(Registros de colocación de puntos)
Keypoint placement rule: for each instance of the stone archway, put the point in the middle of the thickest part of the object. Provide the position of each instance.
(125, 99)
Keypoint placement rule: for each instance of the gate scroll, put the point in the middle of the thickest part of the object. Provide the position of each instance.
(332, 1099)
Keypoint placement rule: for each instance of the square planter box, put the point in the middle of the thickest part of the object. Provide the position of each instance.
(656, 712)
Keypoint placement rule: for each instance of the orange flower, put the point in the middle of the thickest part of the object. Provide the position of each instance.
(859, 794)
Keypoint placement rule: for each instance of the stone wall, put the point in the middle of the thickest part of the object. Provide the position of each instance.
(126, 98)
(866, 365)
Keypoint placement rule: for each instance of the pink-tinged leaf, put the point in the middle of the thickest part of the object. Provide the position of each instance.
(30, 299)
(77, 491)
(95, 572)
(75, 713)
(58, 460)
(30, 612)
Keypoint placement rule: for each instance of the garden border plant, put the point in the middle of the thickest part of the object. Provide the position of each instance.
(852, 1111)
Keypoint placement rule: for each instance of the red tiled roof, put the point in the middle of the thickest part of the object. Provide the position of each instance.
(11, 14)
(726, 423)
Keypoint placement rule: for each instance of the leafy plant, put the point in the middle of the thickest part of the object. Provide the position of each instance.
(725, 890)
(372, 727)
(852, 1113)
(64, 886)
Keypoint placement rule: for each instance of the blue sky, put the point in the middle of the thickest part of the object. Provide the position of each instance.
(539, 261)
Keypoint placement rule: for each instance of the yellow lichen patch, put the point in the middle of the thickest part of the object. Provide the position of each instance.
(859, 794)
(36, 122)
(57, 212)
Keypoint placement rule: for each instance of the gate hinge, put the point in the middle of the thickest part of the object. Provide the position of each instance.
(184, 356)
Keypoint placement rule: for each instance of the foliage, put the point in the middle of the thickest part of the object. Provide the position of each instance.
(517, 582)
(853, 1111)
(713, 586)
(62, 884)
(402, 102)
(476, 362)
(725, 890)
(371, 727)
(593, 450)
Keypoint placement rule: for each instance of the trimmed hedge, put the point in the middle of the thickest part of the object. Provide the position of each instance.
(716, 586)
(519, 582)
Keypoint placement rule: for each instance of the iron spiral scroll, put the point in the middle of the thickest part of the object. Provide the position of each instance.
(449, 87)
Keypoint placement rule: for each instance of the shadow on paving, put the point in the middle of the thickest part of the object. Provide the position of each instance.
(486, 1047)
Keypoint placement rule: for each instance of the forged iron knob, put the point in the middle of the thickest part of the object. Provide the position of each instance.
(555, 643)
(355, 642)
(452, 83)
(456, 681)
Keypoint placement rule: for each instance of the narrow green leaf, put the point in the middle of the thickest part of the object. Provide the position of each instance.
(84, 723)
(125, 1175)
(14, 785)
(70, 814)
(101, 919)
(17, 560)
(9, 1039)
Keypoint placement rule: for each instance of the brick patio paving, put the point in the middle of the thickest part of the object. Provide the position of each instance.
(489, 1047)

**Enunciado:** Repite todos los ítems de arriba, línea por línea y sin cambiar ningún carácter.

**Resultado del ejercicio:**
Keypoint placement rule: for each instance of the stone archway, put the point in the middle of the thickest part of the object. Provide the position of each instance.
(125, 99)
Keypoint placement rule: for each instance of the gate scroll, put the point in the middle of the thickest part of the object. Provide the position of each instance.
(332, 1099)
Keypoint placement rule: for each instance of the square planter box, put the point in the middle of the thickest part of the object. Provide the position of each instance.
(656, 712)
Keypoint placement rule: for each instance of the orange flower, put the point in the middle of the thickest part of the object. Provide the position of each instance.
(859, 794)
Keypoint placement rule: for each instance of the stone wall, put the point in the middle of the thickest part of the object. Provide the position of each instance.
(126, 98)
(866, 365)
Keypoint placement rule: for each instance of the pink-tinged leaf, put the point in the middle of the thickest part of the object. Provide the position of each instance.
(30, 299)
(77, 491)
(95, 572)
(75, 713)
(58, 460)
(30, 612)
Keypoint placement rule: for each instance of the garden border plant, put the point in the middle of the thickest part of the object. Provide the position of each instance.
(852, 1111)
Keypoint placement rule: for each instance of the red tiled roof, put the point in the middle of the thickest part of the object. Provide the position of each instance.
(11, 14)
(726, 423)
Keypoint placement rule: for each instance of the leafy plant, put the point in the middle of the thickest part of the object. Provide the position of each instance.
(725, 890)
(372, 727)
(852, 1113)
(64, 886)
Keypoint placement rule: for each instance of the blue sky, put the point in the middle of the thickest part of the object. Provide the position of each instance.
(539, 261)
Keypoint placement rule: for each instance of the yellow lichen patch, put the point in the middle of the thickest part of the object. Provide the position of each instance.
(859, 794)
(36, 122)
(57, 212)
Keypoint placement rule: for each instance of the gate hinge, put the point in the middle of the thickest part of the object. Provide the position of each instance.
(184, 356)
Keypoint placement rule: for each instance of the foliage, put the point in the middle of the thickest part of the object. Provide the position of each instance.
(517, 582)
(853, 1111)
(713, 586)
(62, 884)
(402, 102)
(476, 362)
(725, 890)
(371, 727)
(593, 450)
Keypoint placement rule: for each instance of the trimmed hedge, put the point in the middle of the thickest part of the object. Provide the position of each instance.
(716, 586)
(519, 582)
Keypoint placement rule: for each instance of the iron spiral scroll, put the point in the middle of the thickest part of the object. Provide the position of each instance.
(449, 87)
Keypoint placement rule: for each instance of the shadow on paving, put the point in the middle of the thickest part of the object. Provide the position of each instance.
(486, 1047)
Keypoint placement rule: for each instance of the forged iron knob, put the point in the middle of the thickest part of the object. Provide the position of each instance.
(555, 643)
(355, 642)
(452, 83)
(456, 681)
Keypoint placement rule: for each instance of the narrow green leaf, put the point in the middle of the thickest part of the object. Provide the position of each instance.
(84, 723)
(125, 1175)
(14, 785)
(70, 814)
(101, 919)
(17, 560)
(9, 1039)
Keypoint placement rule: for each instance of the brick patio paving, put the point in the middle of the thickest part of the object. Provide the position of each instance.
(489, 1047)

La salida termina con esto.